(Stored items)
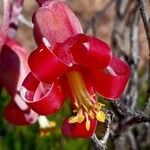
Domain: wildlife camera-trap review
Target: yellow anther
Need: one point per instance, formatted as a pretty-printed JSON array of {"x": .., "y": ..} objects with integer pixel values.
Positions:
[
  {"x": 88, "y": 125},
  {"x": 73, "y": 119},
  {"x": 101, "y": 116},
  {"x": 52, "y": 124},
  {"x": 98, "y": 106},
  {"x": 80, "y": 116},
  {"x": 91, "y": 114}
]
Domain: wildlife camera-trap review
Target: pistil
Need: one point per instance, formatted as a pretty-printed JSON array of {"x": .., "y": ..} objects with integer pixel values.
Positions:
[{"x": 86, "y": 105}]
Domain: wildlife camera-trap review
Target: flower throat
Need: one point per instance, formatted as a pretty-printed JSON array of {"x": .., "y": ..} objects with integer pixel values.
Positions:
[{"x": 86, "y": 105}]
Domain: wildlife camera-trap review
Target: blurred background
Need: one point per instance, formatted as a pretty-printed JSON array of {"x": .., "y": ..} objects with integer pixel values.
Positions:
[{"x": 119, "y": 23}]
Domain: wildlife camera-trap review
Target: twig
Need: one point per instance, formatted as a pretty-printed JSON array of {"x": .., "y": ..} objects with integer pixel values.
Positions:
[
  {"x": 146, "y": 21},
  {"x": 98, "y": 15},
  {"x": 137, "y": 116},
  {"x": 15, "y": 12},
  {"x": 130, "y": 98},
  {"x": 5, "y": 23}
]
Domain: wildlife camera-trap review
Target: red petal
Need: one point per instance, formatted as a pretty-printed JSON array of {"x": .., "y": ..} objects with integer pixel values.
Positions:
[
  {"x": 46, "y": 66},
  {"x": 111, "y": 82},
  {"x": 43, "y": 99},
  {"x": 91, "y": 52},
  {"x": 13, "y": 66},
  {"x": 5, "y": 24},
  {"x": 78, "y": 129},
  {"x": 14, "y": 115},
  {"x": 50, "y": 22}
]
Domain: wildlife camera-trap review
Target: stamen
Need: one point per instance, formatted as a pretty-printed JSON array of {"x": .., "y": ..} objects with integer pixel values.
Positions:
[
  {"x": 86, "y": 105},
  {"x": 73, "y": 119},
  {"x": 45, "y": 125},
  {"x": 101, "y": 116},
  {"x": 87, "y": 124}
]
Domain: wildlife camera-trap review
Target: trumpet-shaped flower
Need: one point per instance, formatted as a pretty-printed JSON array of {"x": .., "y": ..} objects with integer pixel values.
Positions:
[{"x": 70, "y": 63}]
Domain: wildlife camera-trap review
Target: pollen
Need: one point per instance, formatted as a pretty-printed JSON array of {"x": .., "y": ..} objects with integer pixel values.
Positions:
[{"x": 86, "y": 105}]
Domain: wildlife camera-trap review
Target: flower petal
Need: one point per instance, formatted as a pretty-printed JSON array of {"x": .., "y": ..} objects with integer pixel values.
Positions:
[
  {"x": 50, "y": 22},
  {"x": 46, "y": 66},
  {"x": 14, "y": 115},
  {"x": 78, "y": 129},
  {"x": 13, "y": 66},
  {"x": 111, "y": 82},
  {"x": 91, "y": 52},
  {"x": 42, "y": 98}
]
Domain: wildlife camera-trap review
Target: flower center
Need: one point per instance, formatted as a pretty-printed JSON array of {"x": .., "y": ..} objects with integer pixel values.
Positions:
[{"x": 86, "y": 105}]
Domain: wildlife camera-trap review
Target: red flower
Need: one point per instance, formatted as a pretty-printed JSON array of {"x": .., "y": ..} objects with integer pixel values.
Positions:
[
  {"x": 73, "y": 65},
  {"x": 13, "y": 69}
]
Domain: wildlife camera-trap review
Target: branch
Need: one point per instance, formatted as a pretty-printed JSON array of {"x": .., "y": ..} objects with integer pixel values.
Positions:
[
  {"x": 98, "y": 15},
  {"x": 15, "y": 12},
  {"x": 130, "y": 98},
  {"x": 137, "y": 116}
]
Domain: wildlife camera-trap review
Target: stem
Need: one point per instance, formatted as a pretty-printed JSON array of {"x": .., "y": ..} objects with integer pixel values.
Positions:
[{"x": 5, "y": 23}]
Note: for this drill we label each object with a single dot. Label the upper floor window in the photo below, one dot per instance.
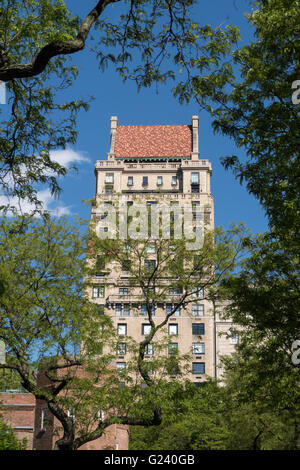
(122, 310)
(146, 328)
(195, 178)
(170, 307)
(121, 349)
(149, 349)
(100, 309)
(234, 337)
(173, 329)
(150, 264)
(144, 310)
(172, 348)
(98, 291)
(198, 348)
(175, 291)
(126, 265)
(122, 329)
(198, 329)
(150, 248)
(198, 292)
(109, 178)
(198, 368)
(123, 291)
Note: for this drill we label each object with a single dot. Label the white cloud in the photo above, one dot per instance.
(26, 207)
(67, 157)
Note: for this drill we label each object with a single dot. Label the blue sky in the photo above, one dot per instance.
(149, 106)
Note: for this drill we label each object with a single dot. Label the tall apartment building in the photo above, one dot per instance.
(159, 163)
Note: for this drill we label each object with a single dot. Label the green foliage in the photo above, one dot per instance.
(8, 439)
(147, 42)
(35, 119)
(251, 101)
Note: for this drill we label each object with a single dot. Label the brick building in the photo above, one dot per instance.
(159, 164)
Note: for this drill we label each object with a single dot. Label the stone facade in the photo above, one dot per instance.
(158, 164)
(18, 411)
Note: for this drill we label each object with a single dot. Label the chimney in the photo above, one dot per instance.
(195, 129)
(113, 132)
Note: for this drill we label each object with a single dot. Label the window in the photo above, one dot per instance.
(126, 248)
(149, 349)
(126, 310)
(122, 309)
(118, 310)
(198, 328)
(198, 292)
(98, 291)
(198, 368)
(197, 310)
(150, 264)
(234, 337)
(126, 265)
(100, 263)
(123, 291)
(71, 414)
(150, 248)
(195, 182)
(173, 291)
(172, 348)
(198, 348)
(43, 419)
(169, 308)
(101, 416)
(109, 178)
(103, 229)
(122, 329)
(195, 178)
(177, 311)
(121, 349)
(173, 329)
(146, 328)
(100, 309)
(144, 310)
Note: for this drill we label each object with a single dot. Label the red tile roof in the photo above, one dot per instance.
(153, 141)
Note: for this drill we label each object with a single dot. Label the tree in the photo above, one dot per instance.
(147, 43)
(51, 330)
(197, 423)
(8, 439)
(254, 101)
(175, 273)
(251, 101)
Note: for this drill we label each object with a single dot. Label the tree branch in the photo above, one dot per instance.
(55, 48)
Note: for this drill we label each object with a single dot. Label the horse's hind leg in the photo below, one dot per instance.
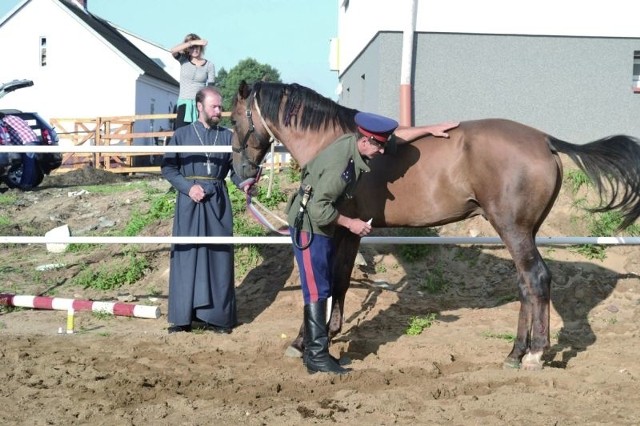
(534, 286)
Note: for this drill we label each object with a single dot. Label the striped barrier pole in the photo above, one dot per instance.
(57, 303)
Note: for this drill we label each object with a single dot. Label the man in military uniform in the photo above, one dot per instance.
(313, 217)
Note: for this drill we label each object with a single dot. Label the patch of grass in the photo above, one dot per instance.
(5, 220)
(110, 277)
(380, 268)
(418, 323)
(162, 207)
(509, 337)
(276, 197)
(8, 199)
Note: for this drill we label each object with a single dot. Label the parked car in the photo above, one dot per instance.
(11, 167)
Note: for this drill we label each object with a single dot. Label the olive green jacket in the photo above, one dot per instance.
(333, 175)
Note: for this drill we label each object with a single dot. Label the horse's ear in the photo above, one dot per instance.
(244, 90)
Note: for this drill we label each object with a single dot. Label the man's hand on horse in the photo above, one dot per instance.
(440, 130)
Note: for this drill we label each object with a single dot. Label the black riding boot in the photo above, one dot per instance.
(316, 355)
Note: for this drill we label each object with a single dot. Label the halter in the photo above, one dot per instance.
(243, 143)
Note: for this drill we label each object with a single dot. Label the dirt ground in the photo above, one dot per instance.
(129, 371)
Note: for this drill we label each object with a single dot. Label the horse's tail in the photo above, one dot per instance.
(613, 165)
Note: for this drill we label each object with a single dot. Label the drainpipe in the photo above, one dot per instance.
(406, 113)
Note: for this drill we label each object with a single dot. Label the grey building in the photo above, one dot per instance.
(577, 88)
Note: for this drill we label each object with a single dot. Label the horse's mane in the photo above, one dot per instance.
(303, 107)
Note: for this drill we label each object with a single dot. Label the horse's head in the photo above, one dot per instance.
(251, 140)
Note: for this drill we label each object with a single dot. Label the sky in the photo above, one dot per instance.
(290, 35)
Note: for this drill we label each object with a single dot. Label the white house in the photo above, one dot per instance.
(570, 67)
(81, 65)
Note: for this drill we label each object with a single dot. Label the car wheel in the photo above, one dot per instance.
(14, 175)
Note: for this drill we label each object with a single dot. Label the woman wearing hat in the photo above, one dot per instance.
(313, 218)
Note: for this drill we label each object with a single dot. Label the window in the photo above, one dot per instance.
(636, 71)
(43, 51)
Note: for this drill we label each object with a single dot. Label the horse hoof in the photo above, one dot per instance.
(293, 352)
(532, 362)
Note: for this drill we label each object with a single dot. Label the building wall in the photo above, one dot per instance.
(84, 76)
(359, 21)
(576, 88)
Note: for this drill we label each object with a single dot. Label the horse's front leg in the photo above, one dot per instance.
(347, 245)
(533, 322)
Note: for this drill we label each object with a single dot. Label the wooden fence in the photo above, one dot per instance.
(110, 131)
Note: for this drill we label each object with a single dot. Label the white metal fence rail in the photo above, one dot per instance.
(254, 240)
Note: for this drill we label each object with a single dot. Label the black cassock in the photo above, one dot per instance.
(201, 279)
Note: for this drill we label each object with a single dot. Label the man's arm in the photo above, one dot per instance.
(405, 134)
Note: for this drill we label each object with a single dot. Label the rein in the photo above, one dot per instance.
(283, 230)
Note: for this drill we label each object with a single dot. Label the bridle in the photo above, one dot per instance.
(242, 150)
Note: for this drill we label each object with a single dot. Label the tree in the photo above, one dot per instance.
(249, 70)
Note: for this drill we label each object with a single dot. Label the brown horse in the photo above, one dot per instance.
(505, 171)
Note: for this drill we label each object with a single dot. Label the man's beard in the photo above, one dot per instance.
(212, 120)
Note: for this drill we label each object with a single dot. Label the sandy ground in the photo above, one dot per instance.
(129, 371)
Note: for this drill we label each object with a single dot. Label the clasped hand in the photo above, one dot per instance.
(196, 193)
(360, 227)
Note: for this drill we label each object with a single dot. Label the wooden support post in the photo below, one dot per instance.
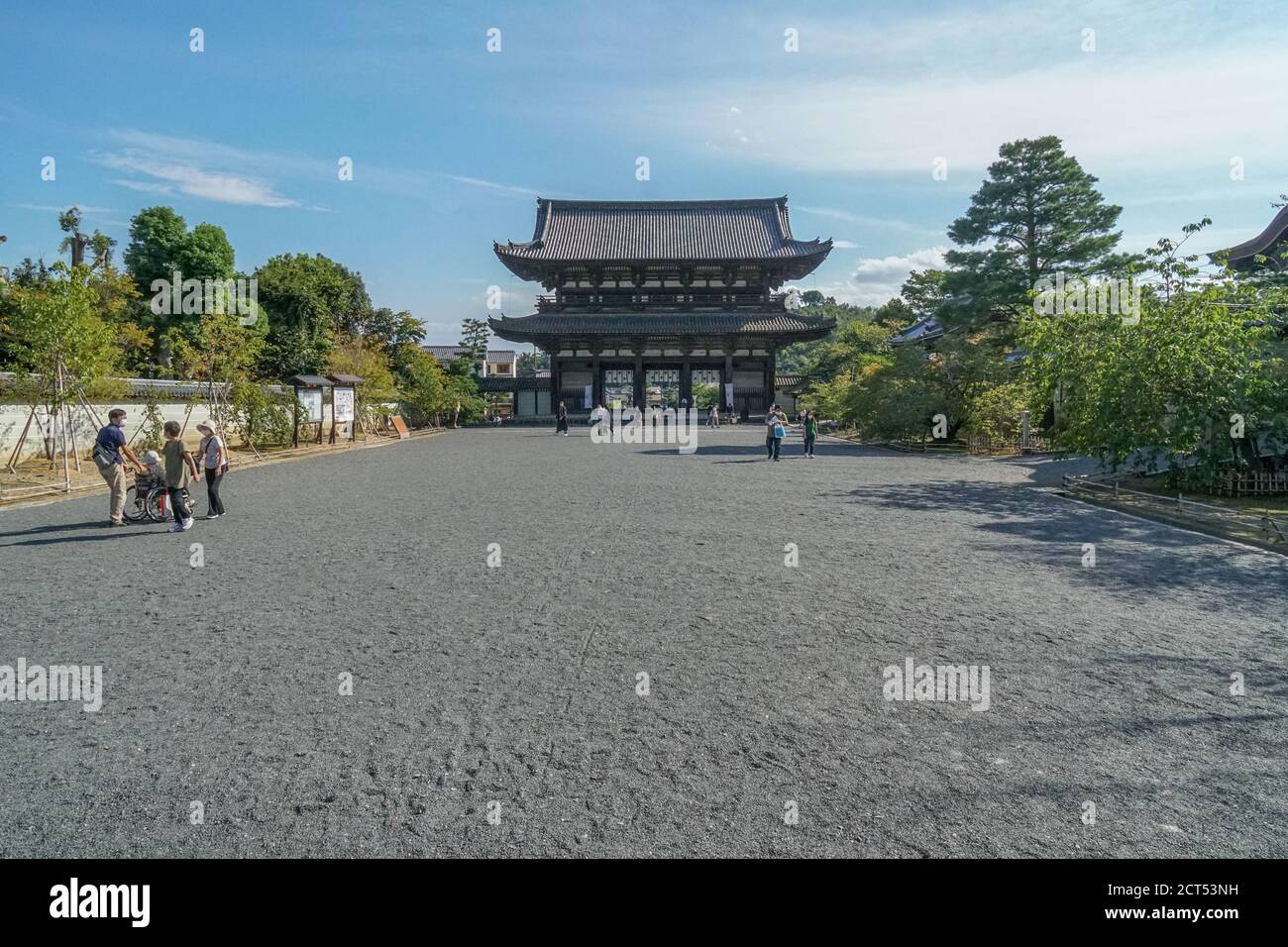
(22, 440)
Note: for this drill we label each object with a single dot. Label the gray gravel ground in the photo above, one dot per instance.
(518, 684)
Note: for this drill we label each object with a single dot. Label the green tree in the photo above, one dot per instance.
(219, 352)
(158, 241)
(529, 363)
(309, 300)
(1037, 214)
(370, 361)
(1167, 389)
(476, 335)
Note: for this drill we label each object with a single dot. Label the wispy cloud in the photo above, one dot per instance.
(170, 175)
(53, 209)
(876, 279)
(494, 185)
(864, 221)
(1012, 73)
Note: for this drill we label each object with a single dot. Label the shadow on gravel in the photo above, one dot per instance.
(106, 534)
(53, 527)
(1037, 518)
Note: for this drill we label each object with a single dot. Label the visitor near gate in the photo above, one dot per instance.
(111, 451)
(178, 467)
(215, 460)
(809, 424)
(776, 429)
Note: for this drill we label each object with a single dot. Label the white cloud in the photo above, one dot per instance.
(494, 187)
(163, 174)
(53, 209)
(876, 279)
(1157, 95)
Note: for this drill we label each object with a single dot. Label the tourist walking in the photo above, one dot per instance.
(178, 467)
(776, 428)
(111, 451)
(809, 424)
(214, 455)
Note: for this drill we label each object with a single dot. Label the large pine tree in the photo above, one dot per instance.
(1037, 214)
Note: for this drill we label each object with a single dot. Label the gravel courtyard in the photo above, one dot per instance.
(518, 684)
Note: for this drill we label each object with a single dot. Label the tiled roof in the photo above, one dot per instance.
(669, 324)
(921, 330)
(656, 231)
(496, 382)
(446, 354)
(1260, 245)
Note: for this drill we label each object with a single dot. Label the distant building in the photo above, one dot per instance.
(500, 363)
(653, 299)
(1271, 243)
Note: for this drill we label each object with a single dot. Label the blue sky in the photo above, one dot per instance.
(452, 144)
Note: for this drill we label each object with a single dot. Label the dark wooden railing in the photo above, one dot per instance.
(669, 299)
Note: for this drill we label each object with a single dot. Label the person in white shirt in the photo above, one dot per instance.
(214, 455)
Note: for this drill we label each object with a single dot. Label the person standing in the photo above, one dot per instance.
(776, 427)
(214, 455)
(810, 429)
(178, 467)
(111, 451)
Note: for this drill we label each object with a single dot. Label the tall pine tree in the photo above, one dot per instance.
(1035, 215)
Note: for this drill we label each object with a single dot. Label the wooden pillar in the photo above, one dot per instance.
(769, 380)
(726, 379)
(687, 380)
(639, 376)
(555, 384)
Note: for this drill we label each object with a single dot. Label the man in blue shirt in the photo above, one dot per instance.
(110, 455)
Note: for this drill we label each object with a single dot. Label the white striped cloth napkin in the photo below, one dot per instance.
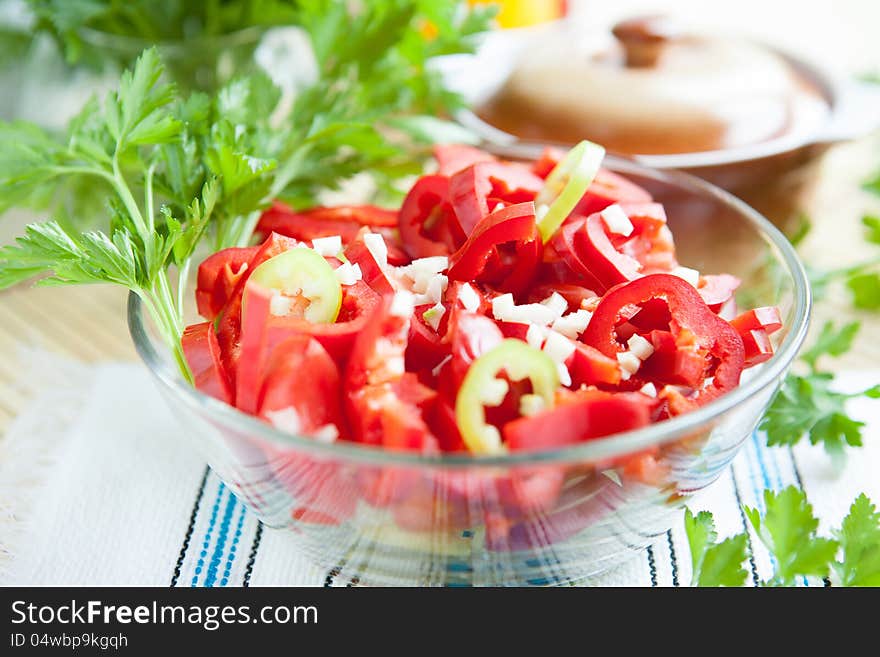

- **Instructions to follow**
What are the lines, exactly as written above, from the line with "Target: red petal" to the line with "Target: red flower", both included? Output only those.

- **Exercise output**
Target: red petal
Need: one point per instance, formatted as a pretty-printed JSON array of {"x": .., "y": ..} objects with integer pixel values.
Positions:
[
  {"x": 46, "y": 66},
  {"x": 111, "y": 82},
  {"x": 43, "y": 99},
  {"x": 91, "y": 52},
  {"x": 13, "y": 66},
  {"x": 5, "y": 24},
  {"x": 78, "y": 129},
  {"x": 14, "y": 115},
  {"x": 50, "y": 22}
]
Domain: wildlife camera-trap review
Target: stamen
Need: one point per instance, formatted as a pretty-printed JSON array of {"x": .., "y": ..} objects with integer pixel values.
Positions:
[
  {"x": 86, "y": 105},
  {"x": 73, "y": 119},
  {"x": 45, "y": 125},
  {"x": 101, "y": 116},
  {"x": 87, "y": 124}
]
Domain: wildlife camera-trap review
Target: trumpet-shaped flower
Need: one point per instance, formatted as a pretty-printed JSON array of {"x": .., "y": ..} objects with integer pixel values.
Positions:
[{"x": 70, "y": 63}]
Domain: wildlife camera-trap review
Target: pollen
Need: one point per instance, formatted as a pretty-printed JSON array of {"x": .., "y": ..} objects with integer pixel values.
Positions:
[{"x": 86, "y": 105}]
Domain: wildlife camera-trap review
Target: flower petal
Need: one point per instance, formatted as a pretty-printed JSON array of {"x": .., "y": ..} objects with integer pixel values.
Positions:
[
  {"x": 50, "y": 22},
  {"x": 46, "y": 66},
  {"x": 14, "y": 115},
  {"x": 78, "y": 129},
  {"x": 13, "y": 66},
  {"x": 111, "y": 82},
  {"x": 91, "y": 52},
  {"x": 42, "y": 98}
]
Domain: wildlife camera-trap review
Target: flower center
Need: one point per instance, formatted as a pretty-printed JSON array of {"x": .., "y": ..} objects with integer pixel values.
Positions:
[{"x": 86, "y": 105}]
Domain: wildlife camera-trap review
Target: red flower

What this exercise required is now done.